Task description:
Convert the stretch of rows from the start through the line containing "x=1018 y=492" into a Markdown table with two columns, Number and Line. Give each line its own row and leave out blank lines.

━━━━━━━━━━━━━━━━━━━━

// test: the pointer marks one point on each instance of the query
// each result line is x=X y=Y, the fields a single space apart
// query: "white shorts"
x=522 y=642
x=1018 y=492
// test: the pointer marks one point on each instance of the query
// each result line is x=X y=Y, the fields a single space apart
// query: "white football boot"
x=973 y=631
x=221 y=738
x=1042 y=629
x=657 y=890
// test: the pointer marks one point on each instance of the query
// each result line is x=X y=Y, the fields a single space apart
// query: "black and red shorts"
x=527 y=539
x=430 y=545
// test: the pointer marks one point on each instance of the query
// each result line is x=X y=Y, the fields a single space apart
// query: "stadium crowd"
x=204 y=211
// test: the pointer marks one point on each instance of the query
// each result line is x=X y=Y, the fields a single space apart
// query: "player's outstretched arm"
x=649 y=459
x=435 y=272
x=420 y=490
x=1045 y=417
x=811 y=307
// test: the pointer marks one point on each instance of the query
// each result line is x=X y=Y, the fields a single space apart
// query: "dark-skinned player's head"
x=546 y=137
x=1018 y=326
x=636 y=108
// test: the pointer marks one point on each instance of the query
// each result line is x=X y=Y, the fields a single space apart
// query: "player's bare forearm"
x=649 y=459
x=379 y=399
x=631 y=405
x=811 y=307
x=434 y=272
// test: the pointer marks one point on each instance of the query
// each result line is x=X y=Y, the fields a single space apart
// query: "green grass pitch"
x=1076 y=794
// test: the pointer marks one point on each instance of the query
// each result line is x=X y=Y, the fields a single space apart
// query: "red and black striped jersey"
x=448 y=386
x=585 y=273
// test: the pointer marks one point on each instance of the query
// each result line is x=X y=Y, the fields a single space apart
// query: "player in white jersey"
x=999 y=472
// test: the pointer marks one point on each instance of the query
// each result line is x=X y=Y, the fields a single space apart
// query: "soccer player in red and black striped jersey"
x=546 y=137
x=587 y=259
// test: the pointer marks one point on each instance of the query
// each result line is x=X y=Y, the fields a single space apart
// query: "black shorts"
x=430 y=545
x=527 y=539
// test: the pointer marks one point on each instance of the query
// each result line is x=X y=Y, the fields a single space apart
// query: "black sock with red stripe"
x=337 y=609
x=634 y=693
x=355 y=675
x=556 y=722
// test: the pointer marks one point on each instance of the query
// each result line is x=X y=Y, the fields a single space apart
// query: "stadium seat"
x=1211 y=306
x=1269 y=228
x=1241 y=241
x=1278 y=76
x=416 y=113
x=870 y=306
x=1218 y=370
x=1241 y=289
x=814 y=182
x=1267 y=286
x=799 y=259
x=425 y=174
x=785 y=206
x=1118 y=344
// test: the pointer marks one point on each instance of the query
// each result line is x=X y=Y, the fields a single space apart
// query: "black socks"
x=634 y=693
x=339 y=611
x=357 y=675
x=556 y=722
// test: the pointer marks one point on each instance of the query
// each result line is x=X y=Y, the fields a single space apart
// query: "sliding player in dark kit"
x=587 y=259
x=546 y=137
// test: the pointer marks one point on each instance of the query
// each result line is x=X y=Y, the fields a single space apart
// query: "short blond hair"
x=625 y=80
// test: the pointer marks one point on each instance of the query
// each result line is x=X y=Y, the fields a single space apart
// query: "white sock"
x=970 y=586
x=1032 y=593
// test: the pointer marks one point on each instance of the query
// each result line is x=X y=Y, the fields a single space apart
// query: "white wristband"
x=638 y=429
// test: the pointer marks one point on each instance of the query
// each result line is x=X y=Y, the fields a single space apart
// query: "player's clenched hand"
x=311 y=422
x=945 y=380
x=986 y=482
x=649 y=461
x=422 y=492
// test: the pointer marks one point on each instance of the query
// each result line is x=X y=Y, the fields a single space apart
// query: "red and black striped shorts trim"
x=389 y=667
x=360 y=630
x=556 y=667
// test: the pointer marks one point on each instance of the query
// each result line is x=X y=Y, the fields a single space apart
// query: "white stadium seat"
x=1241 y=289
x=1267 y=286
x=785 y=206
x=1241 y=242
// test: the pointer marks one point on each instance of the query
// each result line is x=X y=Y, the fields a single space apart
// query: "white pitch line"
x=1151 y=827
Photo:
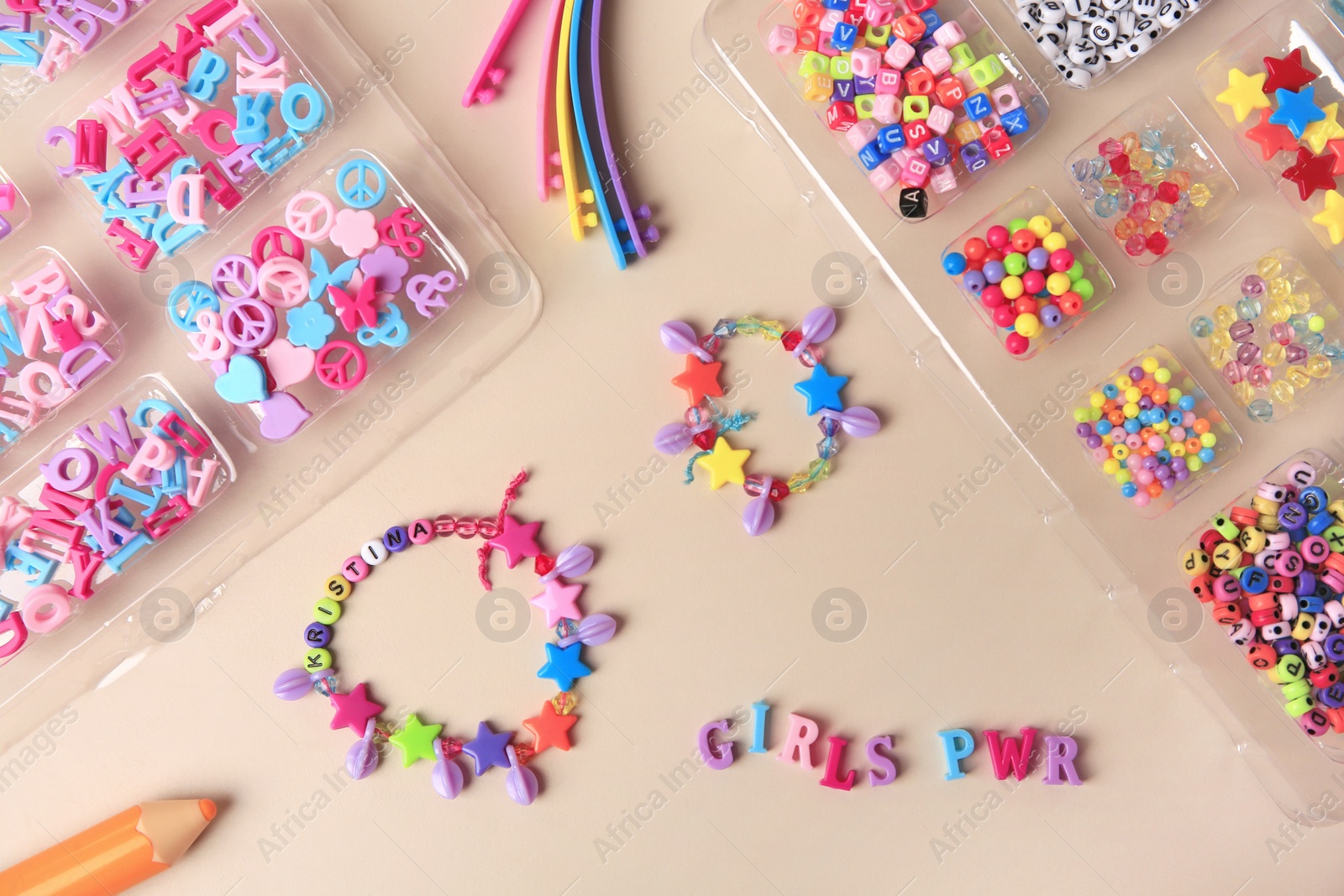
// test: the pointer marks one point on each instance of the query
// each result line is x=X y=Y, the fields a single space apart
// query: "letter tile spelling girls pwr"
x=416 y=741
x=571 y=107
x=1270 y=569
x=707 y=422
x=927 y=101
x=55 y=342
x=98 y=500
x=201 y=120
x=42 y=40
x=300 y=312
x=1277 y=87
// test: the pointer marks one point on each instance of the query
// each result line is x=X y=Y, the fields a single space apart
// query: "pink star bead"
x=354 y=710
x=559 y=602
x=517 y=540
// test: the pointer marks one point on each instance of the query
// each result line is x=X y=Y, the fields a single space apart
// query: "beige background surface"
x=983 y=622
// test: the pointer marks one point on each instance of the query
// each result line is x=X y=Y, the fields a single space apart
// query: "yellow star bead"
x=1332 y=217
x=1324 y=130
x=416 y=741
x=1245 y=93
x=725 y=464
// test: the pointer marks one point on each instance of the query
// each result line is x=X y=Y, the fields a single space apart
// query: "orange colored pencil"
x=114 y=856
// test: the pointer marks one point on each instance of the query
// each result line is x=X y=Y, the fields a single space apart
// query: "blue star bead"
x=1296 y=109
x=564 y=665
x=823 y=390
x=488 y=748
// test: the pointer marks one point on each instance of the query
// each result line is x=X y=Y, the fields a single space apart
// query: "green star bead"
x=416 y=741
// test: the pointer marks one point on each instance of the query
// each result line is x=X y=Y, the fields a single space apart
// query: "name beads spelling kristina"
x=1007 y=755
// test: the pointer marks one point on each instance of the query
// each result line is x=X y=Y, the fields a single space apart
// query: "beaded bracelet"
x=706 y=421
x=417 y=741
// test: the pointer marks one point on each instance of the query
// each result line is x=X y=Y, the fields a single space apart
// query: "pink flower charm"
x=355 y=231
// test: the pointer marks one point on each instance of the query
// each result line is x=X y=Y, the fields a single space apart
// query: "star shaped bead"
x=559 y=602
x=1272 y=139
x=564 y=665
x=1324 y=130
x=1288 y=73
x=354 y=710
x=699 y=379
x=1310 y=172
x=1296 y=109
x=416 y=741
x=1245 y=93
x=823 y=390
x=725 y=464
x=1332 y=217
x=488 y=750
x=517 y=540
x=550 y=728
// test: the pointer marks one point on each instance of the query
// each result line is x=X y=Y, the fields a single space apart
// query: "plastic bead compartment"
x=1153 y=136
x=144 y=230
x=437 y=275
x=136 y=517
x=34 y=63
x=76 y=343
x=1294 y=24
x=984 y=40
x=1227 y=443
x=1027 y=204
x=1273 y=376
x=1115 y=67
x=1330 y=477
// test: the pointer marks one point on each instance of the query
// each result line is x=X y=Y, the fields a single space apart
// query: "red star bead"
x=550 y=728
x=1288 y=73
x=1310 y=172
x=354 y=710
x=699 y=379
x=1336 y=147
x=1272 y=139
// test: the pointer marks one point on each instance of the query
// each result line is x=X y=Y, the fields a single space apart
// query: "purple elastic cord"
x=628 y=223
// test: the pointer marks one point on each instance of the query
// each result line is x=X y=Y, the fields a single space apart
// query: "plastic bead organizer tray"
x=272 y=485
x=1021 y=411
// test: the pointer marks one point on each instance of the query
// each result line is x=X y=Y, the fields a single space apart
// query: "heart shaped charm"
x=281 y=417
x=244 y=383
x=289 y=363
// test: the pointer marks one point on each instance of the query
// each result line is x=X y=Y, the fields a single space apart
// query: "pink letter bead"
x=835 y=755
x=949 y=35
x=942 y=181
x=900 y=54
x=884 y=768
x=958 y=745
x=885 y=176
x=1005 y=100
x=886 y=109
x=1010 y=752
x=937 y=60
x=784 y=39
x=866 y=62
x=940 y=120
x=1061 y=752
x=797 y=746
x=717 y=755
x=862 y=134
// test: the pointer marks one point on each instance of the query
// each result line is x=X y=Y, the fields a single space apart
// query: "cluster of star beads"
x=1270 y=345
x=1144 y=432
x=1289 y=120
x=1026 y=275
x=907 y=92
x=706 y=421
x=1142 y=190
x=414 y=739
x=1272 y=574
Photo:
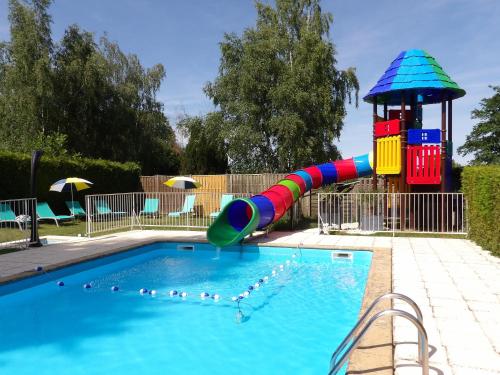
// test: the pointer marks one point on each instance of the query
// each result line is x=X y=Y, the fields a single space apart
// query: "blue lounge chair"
x=75 y=208
x=226 y=198
x=44 y=212
x=103 y=208
x=8 y=216
x=150 y=207
x=187 y=208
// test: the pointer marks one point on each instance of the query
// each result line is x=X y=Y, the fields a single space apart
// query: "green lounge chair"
x=75 y=208
x=44 y=212
x=150 y=207
x=226 y=198
x=103 y=209
x=8 y=216
x=187 y=208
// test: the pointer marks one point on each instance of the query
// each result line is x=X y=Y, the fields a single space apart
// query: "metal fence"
x=115 y=212
x=392 y=212
x=15 y=222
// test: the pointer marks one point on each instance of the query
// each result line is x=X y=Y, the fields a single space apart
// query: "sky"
x=184 y=36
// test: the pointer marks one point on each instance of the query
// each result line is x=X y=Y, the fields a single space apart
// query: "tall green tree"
x=484 y=140
x=205 y=152
x=79 y=96
x=26 y=91
x=281 y=97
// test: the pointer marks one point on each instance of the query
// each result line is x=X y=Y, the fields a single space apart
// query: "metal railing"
x=353 y=338
x=173 y=210
x=15 y=222
x=392 y=212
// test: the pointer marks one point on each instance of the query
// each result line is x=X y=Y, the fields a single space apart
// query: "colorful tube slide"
x=242 y=216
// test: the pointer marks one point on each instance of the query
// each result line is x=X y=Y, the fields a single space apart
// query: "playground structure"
x=408 y=157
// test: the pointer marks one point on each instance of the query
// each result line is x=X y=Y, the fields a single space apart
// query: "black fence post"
x=34 y=239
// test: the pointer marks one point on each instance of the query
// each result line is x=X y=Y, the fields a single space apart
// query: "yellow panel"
x=389 y=155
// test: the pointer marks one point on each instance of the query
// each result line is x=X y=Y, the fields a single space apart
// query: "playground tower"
x=412 y=158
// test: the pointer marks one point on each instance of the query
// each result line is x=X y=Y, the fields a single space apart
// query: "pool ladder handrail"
x=423 y=353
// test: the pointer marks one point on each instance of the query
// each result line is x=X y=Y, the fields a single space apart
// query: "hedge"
x=481 y=186
x=107 y=176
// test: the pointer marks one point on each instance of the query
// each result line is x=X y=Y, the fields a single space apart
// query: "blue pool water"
x=290 y=325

━━━━━━━━━━━━━━━━━━━━

Correct output:
| Number | Line |
|---|---|
| 1 | // test: the pointer marks one point on each instance of the query |
| 2 | // each result line is x=X y=Y, the fields a single space apart |
| 3 | // query: "white shorts" |
| 4 | x=522 y=642 |
| 5 | x=1018 y=492 |